## Problem details
Rewrite as a numbered list the lines running from the one that contains "Search target: dark water" through the last line of the entries, both included, omitting any blank lines.

:: Listed records

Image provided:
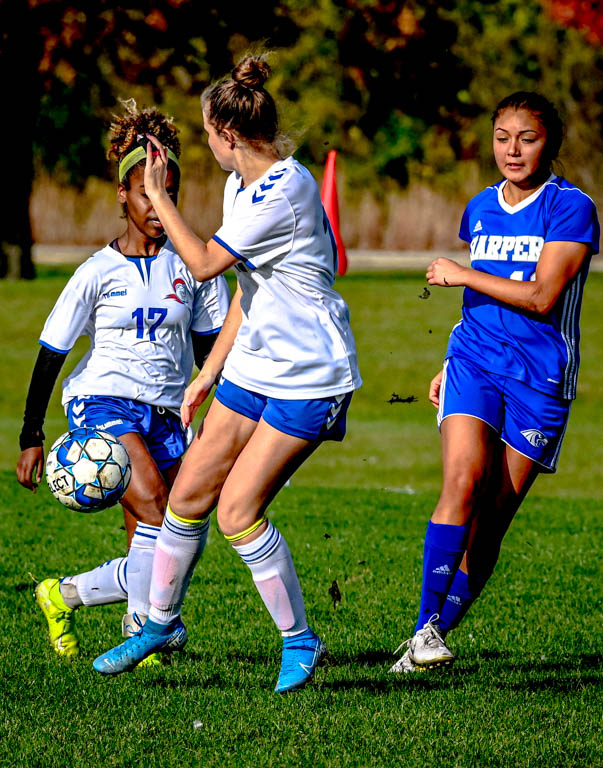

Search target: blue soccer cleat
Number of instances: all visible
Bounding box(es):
[274,629,327,693]
[92,617,188,675]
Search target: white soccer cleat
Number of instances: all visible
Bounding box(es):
[408,613,454,669]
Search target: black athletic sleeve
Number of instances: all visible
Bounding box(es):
[191,331,218,370]
[19,346,67,451]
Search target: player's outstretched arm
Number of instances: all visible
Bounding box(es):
[17,346,67,491]
[425,241,590,315]
[429,370,444,408]
[144,135,237,282]
[180,287,241,427]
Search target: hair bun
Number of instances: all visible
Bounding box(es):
[232,56,272,91]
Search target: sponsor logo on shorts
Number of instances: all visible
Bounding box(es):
[521,429,549,448]
[164,277,190,304]
[446,595,463,605]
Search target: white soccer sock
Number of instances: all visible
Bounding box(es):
[233,521,308,637]
[149,506,210,624]
[59,557,128,608]
[128,523,161,616]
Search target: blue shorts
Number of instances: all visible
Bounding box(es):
[67,395,188,469]
[438,357,571,472]
[215,378,353,441]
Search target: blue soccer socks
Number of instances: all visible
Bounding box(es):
[415,521,469,633]
[233,521,308,636]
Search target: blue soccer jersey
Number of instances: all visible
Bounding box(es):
[446,176,600,399]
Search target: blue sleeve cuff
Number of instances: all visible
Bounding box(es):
[212,235,255,269]
[38,339,71,355]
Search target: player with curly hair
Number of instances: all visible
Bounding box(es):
[17,100,230,662]
[94,56,361,692]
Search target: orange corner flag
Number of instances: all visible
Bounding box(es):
[320,149,348,275]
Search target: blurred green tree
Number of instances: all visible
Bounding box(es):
[0,0,297,278]
[0,0,603,278]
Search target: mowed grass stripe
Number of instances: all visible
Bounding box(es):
[0,473,603,767]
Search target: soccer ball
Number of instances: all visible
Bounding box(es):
[46,427,132,512]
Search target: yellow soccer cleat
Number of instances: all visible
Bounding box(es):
[35,579,80,659]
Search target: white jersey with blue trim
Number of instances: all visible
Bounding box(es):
[214,157,362,400]
[40,240,230,409]
[446,175,600,399]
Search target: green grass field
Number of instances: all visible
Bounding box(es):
[0,268,603,768]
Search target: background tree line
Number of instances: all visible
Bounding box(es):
[0,0,603,278]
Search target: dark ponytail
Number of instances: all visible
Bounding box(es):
[492,91,563,167]
[201,55,278,145]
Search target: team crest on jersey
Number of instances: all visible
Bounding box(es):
[164,277,190,304]
[521,429,549,448]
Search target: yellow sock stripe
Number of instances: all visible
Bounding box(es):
[223,515,266,541]
[166,504,211,525]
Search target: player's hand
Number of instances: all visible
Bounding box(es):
[17,445,44,493]
[425,257,467,287]
[429,369,444,408]
[180,372,215,428]
[144,133,168,200]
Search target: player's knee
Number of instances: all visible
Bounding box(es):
[217,498,259,536]
[122,483,168,526]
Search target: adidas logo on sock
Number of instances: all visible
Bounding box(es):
[446,595,463,605]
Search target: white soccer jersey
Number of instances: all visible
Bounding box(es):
[214,157,362,400]
[40,240,230,409]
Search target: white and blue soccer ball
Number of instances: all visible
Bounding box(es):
[46,427,132,512]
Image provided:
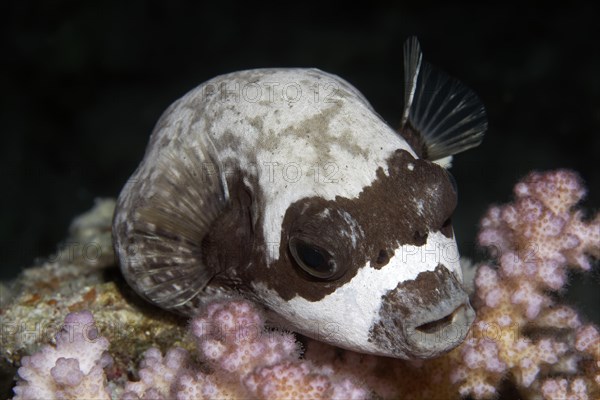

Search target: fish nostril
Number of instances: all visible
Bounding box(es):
[413,229,427,246]
[415,304,465,334]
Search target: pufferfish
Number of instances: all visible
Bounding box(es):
[113,38,487,359]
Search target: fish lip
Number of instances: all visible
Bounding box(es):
[369,264,475,359]
[403,294,475,359]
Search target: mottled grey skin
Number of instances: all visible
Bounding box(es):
[113,60,482,358]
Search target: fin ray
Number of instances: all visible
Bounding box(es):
[115,133,229,310]
[401,37,487,161]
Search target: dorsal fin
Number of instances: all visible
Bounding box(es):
[400,37,487,161]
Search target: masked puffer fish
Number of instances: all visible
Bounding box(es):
[113,38,487,359]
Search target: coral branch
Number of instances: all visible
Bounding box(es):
[8,171,600,400]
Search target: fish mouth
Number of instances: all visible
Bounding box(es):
[404,300,475,358]
[370,264,475,359]
[415,304,467,335]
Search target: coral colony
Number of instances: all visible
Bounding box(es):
[8,170,600,400]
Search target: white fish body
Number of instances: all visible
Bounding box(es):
[113,39,486,358]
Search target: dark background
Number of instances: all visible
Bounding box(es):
[0,0,600,322]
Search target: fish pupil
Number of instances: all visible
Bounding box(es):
[297,243,333,272]
[290,238,338,280]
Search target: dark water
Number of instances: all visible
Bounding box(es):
[0,0,600,314]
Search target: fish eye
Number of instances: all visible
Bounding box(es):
[289,237,339,280]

::::

## Answer for this exercise
1. Search target: dark water
2. Number of instances: all visible
3. Bounding box(es):
4. [0,0,600,314]
5. Search target: fish eye
6. Number of instances: all visible
7. Bounding box(es):
8. [289,237,339,280]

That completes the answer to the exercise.